▶ [Written request]:
In the items below, take the part that opens with the line containing "like point(174, 28)?" and closes with the line containing "point(489, 160)", and reproduce only that part with "steeple" changed to "spire". Leave everything else in it unchanged.

___ Entries supplied

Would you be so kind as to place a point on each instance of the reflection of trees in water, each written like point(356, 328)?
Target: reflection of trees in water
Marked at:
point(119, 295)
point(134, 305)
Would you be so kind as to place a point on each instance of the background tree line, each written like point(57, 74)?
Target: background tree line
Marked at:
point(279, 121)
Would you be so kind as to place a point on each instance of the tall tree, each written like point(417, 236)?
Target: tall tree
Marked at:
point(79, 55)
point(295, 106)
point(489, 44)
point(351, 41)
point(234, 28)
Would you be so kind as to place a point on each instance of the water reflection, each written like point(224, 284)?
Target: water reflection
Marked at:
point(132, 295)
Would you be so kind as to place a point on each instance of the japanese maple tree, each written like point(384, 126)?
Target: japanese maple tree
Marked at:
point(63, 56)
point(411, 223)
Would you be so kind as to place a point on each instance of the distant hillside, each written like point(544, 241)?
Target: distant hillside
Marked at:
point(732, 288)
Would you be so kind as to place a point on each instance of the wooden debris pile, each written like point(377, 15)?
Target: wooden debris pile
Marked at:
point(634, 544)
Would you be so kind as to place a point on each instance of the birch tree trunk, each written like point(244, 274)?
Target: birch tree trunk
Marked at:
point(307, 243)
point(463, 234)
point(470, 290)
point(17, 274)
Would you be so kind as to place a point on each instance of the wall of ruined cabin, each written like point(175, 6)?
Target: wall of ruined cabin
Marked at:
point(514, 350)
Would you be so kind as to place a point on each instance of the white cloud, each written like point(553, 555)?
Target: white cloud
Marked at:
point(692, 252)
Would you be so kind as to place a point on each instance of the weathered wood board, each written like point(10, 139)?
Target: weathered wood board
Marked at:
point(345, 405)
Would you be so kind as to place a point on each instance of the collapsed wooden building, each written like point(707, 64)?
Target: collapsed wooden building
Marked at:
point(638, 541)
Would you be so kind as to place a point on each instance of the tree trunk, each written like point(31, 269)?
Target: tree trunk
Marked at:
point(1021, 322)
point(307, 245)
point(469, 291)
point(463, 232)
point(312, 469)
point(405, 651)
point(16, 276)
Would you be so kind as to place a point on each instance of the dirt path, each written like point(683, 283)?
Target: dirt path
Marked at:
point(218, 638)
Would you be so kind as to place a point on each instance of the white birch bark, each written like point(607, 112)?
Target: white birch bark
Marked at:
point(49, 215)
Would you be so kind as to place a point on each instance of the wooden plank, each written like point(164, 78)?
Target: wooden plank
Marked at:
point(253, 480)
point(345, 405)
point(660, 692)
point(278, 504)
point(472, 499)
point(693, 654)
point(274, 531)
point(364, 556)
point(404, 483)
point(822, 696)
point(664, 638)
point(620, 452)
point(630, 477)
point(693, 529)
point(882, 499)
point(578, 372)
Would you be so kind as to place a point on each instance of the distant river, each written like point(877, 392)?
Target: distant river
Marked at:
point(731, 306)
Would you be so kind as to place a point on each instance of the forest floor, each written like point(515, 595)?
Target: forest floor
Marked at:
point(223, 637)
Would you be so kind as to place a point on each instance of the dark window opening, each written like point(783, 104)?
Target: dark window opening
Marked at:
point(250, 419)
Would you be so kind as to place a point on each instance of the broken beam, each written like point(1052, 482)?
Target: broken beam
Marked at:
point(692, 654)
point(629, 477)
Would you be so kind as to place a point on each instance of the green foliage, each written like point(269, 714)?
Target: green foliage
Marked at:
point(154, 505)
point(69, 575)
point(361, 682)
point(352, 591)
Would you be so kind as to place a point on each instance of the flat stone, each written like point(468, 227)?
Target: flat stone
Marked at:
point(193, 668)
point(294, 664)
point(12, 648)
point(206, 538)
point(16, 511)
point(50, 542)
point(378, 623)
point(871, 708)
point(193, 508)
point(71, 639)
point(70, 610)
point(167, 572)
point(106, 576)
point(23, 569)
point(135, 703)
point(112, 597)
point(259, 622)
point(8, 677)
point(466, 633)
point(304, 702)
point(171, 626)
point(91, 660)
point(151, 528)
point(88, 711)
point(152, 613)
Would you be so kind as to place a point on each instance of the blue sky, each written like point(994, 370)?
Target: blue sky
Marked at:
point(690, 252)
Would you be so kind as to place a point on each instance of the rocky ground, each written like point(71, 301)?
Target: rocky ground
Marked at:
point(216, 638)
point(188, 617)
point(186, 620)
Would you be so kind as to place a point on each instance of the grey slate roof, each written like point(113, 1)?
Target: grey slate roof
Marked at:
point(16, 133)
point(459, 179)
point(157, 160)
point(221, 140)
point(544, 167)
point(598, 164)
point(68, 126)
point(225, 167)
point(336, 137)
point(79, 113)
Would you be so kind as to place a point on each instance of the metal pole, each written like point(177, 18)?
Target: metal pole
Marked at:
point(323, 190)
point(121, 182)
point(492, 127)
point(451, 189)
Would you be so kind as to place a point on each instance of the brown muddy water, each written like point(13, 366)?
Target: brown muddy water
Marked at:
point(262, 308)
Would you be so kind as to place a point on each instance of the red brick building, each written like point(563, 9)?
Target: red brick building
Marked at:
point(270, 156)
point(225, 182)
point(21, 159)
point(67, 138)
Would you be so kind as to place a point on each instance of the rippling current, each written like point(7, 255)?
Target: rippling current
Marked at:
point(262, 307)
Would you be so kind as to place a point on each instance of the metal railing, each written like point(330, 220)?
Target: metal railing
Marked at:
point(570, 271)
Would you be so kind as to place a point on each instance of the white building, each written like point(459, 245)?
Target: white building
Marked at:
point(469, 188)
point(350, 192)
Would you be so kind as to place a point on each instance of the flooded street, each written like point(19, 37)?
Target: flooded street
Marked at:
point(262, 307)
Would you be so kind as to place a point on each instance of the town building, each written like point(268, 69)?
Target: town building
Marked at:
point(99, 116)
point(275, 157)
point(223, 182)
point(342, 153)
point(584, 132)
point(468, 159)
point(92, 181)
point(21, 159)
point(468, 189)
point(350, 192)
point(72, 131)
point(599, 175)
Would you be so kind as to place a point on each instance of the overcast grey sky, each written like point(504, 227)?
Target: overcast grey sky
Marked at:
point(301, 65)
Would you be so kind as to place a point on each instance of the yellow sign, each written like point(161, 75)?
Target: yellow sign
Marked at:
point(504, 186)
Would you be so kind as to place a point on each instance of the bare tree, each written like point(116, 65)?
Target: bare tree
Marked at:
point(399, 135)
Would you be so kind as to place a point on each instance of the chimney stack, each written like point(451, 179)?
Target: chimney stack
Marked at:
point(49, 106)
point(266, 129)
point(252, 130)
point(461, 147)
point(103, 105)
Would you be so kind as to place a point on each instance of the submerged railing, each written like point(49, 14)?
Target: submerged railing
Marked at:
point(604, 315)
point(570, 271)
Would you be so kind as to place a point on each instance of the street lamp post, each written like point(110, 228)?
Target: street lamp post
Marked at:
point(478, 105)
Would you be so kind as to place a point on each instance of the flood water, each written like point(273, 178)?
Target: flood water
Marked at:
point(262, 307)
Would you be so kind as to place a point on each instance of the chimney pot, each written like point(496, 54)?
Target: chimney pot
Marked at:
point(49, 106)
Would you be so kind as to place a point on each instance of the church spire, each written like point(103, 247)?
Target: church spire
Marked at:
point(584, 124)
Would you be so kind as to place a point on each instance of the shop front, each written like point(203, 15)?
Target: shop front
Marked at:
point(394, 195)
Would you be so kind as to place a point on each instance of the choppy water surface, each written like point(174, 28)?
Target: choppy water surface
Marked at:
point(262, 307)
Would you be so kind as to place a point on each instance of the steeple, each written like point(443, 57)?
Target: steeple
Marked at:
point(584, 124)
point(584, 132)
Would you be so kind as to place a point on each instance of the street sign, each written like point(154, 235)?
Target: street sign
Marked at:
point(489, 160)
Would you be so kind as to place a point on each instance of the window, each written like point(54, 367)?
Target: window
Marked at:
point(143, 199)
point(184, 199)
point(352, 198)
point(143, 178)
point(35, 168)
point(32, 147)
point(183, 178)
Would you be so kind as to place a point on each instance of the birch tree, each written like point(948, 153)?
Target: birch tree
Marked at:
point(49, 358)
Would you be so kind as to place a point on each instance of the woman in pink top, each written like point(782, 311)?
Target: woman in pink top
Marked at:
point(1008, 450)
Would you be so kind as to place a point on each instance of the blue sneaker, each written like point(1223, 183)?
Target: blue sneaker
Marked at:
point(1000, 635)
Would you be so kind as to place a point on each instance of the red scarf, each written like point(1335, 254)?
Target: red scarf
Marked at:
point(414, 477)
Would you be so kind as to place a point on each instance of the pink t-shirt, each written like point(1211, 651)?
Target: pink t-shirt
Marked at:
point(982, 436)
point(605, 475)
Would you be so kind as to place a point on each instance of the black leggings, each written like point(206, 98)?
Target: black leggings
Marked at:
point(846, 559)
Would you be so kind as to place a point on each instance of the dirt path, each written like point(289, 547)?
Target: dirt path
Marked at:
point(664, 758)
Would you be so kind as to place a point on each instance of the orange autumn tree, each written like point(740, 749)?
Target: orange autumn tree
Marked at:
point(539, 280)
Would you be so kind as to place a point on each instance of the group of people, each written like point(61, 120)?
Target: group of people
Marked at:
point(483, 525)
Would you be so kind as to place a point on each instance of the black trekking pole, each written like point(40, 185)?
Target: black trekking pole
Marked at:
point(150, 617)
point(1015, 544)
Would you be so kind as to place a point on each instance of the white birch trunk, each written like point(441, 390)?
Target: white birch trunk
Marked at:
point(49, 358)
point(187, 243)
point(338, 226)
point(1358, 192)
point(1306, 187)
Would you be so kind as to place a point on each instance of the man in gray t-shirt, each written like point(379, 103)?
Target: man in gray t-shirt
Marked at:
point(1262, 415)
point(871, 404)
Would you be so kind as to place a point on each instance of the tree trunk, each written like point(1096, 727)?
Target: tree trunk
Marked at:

______

▶ [Final result]:
Would you be so kind as to place a point on each instance of the choppy water surface, each written like point(174, 28)?
Target: choppy water surface
Marked at:
point(262, 307)
Would you be so kind as to place a point on each instance of the spire, each written like point(443, 57)?
Target: spire
Marked at:
point(584, 124)
point(584, 132)
Would you be so kind as to place a point on each instance of the street sign, each written like point(154, 235)?
Target: street sign
Marked at:
point(489, 160)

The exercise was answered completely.